▸ Records to process
____

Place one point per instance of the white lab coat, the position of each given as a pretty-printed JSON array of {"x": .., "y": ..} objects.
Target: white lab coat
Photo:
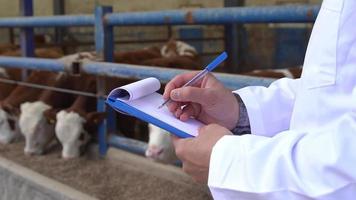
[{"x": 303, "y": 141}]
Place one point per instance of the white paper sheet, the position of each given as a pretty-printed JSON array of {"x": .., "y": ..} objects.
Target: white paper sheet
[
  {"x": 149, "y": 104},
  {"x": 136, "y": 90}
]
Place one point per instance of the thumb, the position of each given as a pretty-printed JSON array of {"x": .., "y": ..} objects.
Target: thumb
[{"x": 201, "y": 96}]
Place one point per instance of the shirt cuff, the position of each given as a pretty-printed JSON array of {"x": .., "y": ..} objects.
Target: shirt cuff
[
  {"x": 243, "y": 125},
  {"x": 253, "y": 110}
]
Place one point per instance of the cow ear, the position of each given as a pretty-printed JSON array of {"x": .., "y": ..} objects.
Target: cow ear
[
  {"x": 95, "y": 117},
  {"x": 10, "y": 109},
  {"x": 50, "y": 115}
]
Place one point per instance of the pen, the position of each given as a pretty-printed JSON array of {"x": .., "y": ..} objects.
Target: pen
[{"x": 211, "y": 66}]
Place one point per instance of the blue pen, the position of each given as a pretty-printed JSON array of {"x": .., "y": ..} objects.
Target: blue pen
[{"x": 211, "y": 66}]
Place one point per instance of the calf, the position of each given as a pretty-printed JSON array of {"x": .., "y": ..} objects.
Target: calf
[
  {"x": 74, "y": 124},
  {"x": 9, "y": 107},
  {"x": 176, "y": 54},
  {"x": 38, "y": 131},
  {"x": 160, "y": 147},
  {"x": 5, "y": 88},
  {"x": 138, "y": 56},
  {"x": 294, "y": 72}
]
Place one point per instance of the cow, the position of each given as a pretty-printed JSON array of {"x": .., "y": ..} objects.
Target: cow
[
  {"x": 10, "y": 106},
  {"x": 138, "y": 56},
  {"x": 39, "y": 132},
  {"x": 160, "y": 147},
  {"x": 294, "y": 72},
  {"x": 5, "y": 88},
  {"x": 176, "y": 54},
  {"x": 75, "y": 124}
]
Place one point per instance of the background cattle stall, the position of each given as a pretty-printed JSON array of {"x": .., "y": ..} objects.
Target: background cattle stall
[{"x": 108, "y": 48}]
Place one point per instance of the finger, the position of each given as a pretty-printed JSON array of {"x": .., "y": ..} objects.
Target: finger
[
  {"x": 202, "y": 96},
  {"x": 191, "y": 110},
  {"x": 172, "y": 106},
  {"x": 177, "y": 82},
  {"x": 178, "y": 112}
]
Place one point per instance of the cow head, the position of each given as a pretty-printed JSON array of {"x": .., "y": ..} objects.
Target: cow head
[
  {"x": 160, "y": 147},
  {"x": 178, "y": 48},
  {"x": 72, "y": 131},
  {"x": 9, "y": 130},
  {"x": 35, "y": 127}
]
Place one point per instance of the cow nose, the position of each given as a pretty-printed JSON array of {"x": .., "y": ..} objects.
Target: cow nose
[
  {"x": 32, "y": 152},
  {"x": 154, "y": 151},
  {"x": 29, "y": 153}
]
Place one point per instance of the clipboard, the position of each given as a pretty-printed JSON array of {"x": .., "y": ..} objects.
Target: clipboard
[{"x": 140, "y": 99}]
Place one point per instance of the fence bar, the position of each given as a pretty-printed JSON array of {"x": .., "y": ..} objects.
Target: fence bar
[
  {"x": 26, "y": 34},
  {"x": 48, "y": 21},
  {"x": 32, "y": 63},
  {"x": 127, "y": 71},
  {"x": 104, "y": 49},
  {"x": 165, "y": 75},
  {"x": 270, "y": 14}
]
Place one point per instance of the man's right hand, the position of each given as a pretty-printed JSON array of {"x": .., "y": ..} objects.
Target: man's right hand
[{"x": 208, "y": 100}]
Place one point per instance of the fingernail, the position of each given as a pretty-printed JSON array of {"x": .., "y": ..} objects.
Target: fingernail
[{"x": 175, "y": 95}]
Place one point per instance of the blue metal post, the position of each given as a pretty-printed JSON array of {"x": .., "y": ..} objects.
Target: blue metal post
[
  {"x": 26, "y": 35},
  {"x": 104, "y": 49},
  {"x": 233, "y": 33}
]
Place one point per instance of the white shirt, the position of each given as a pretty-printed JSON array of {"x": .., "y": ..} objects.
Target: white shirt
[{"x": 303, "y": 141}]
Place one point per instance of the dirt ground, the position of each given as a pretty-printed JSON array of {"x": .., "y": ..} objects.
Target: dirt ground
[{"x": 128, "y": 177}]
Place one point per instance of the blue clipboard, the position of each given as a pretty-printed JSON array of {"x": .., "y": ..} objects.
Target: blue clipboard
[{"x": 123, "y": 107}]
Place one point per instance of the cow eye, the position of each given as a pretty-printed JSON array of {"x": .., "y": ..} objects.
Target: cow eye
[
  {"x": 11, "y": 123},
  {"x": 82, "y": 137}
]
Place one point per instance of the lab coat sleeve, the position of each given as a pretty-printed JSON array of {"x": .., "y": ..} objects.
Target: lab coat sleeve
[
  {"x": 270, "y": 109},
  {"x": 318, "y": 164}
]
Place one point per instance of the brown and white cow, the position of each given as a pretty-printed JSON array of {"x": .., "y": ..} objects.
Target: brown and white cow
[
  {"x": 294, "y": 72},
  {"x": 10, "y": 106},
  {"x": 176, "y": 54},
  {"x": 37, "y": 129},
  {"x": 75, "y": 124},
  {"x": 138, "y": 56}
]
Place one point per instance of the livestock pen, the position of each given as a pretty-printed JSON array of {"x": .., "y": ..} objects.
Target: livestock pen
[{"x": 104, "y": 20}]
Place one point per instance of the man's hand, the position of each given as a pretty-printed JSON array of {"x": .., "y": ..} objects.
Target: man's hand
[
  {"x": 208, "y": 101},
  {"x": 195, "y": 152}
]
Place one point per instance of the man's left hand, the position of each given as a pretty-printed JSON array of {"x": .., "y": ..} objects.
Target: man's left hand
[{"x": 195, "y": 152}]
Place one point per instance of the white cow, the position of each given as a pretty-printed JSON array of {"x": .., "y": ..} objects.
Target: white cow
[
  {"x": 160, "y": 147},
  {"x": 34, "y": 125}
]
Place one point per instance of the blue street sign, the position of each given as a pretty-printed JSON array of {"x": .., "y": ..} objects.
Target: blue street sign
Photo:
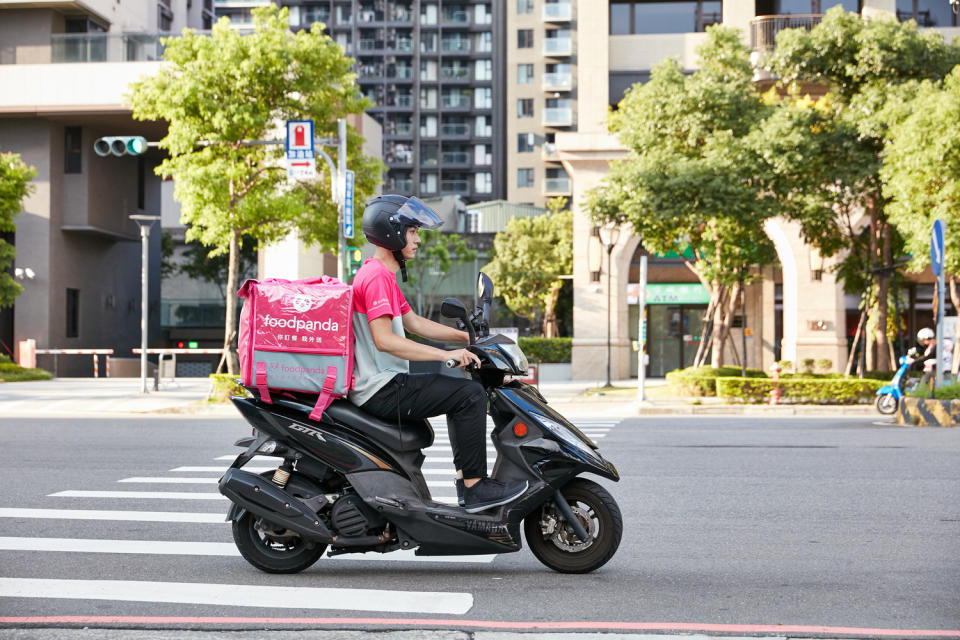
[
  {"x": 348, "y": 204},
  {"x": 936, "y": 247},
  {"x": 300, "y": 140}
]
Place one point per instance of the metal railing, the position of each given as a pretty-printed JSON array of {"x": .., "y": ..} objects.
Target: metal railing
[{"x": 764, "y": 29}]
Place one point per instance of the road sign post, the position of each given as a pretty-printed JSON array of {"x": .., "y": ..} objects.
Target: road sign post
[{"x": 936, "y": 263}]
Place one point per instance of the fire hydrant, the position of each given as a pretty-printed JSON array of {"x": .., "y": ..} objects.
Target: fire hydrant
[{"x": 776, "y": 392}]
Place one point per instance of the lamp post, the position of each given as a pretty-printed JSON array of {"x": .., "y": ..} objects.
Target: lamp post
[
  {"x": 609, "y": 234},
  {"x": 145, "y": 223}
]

____

▸ Your assignment
Search the records above for "street" and copy every line that has it.

▸ Result
Place one point per instance of the blue street sign, the position of each given as a pretty-printed JSON array of {"x": .., "y": ..} objects.
Target: blue street sign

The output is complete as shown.